## [Stated problem]
Produce a verbatim transcription of the records below, beginning at the line containing "tree in the photo above." and ending at the final line; include only those lines.

--- start of Data ---

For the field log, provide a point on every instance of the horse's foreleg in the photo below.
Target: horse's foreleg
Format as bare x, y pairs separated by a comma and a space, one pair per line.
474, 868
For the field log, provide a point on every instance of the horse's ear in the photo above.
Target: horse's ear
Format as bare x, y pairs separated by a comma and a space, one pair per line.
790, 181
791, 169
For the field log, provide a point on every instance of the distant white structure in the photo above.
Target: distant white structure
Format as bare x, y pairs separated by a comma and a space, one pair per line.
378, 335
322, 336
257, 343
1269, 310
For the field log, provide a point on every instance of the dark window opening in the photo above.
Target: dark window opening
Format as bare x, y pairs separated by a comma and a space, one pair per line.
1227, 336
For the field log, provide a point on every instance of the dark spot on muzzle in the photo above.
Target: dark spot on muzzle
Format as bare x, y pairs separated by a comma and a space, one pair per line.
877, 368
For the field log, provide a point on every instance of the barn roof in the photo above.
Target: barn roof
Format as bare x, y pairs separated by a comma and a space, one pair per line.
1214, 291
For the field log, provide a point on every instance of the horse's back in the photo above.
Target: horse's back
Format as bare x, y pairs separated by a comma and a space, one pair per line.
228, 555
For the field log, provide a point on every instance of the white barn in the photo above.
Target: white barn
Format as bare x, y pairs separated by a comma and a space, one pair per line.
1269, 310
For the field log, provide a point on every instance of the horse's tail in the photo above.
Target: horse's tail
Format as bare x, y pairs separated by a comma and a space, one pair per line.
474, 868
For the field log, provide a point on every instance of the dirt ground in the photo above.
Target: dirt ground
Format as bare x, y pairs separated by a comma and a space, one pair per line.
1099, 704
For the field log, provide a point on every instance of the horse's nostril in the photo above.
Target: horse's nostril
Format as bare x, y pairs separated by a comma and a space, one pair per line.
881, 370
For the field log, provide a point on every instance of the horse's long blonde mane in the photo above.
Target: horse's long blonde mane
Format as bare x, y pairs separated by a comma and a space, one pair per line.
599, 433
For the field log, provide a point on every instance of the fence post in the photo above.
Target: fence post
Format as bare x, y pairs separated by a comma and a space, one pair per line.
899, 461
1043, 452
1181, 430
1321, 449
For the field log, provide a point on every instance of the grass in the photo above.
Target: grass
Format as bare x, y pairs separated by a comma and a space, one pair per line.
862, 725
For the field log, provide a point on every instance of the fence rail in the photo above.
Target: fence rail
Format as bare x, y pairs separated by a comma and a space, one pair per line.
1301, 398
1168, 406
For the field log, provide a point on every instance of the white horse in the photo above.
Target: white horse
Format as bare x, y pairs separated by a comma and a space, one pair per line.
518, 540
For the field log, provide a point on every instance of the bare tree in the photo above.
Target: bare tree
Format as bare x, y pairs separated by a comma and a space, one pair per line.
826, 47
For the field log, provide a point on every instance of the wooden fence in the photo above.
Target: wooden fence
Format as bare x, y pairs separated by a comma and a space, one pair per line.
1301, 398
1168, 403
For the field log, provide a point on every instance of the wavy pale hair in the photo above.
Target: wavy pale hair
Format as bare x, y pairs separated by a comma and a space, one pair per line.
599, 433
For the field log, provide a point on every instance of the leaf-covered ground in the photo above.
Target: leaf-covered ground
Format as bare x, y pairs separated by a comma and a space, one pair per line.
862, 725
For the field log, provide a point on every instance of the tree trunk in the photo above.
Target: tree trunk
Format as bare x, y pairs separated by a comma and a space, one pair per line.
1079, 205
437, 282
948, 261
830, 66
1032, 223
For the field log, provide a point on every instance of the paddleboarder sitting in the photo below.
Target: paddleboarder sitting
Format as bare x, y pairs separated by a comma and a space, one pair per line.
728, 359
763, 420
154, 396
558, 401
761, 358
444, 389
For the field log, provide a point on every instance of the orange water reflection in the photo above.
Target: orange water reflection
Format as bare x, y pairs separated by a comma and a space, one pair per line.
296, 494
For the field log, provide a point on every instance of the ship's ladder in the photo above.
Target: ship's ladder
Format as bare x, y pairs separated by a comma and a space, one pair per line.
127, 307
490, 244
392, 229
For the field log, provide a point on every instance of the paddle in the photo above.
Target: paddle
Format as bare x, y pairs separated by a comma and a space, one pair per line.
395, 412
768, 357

--- end of Data ---

## [Expected output]
For the field log, provide a point on every instance of the bare tree in the photo above.
Target: bare tree
Format as bare x, y pairs separated by a comma and a space, one pair per line.
826, 47
For the field log, provide a point on every instance of the wooden fence in the photo above.
Target: wooden fence
Format as bare x, y pairs separated by a comma and a space, one pair per line.
1301, 398
1168, 403
For the field log, provide a point on every instance of the wavy pale hair in the photo above.
Target: wavy pale hair
Format as bare x, y pairs separated by a comma and a space, one pair per line.
599, 433
For the field log, provide a point on every instance of the leaf-covered ground in the photo above.
Target: leaf-covered ground
Format as bare x, y pairs separated by a comma and a space, one pair per line.
862, 725
For the field log, provide a point on every instance of the tree trunk in the photo above.
Target: tree trunk
Format as bare x, y pairs separated by a comma and a space, one pair per line.
1079, 205
437, 282
948, 261
830, 66
1032, 223
For the field log, provide a point on every instance of the paddleboarder sitting in the photo below.
Target: paddleboarder sitting
Format as bare x, y pairs separated by a comma and a space, one pair per line.
728, 359
763, 420
154, 396
558, 401
761, 358
444, 389
For the field log, provide a point on every instance of the orange water reflection in the photo above.
Target: orange water reflection
Format as bare x, y pairs separated by a comma and a space, one pair per line.
296, 494
For the field log, provide a point on every instance of the ship's ladder in the photo above.
Target: ship's ladder
Format as bare x, y pairs separated by a comma and a space, one pair per line.
127, 307
490, 244
392, 229
For the field log, provide a point on every instance of the paddle in the photo above.
Target: paddle
Format as bare x, y pairs separated by a comma and a space, one pair per line.
395, 412
768, 357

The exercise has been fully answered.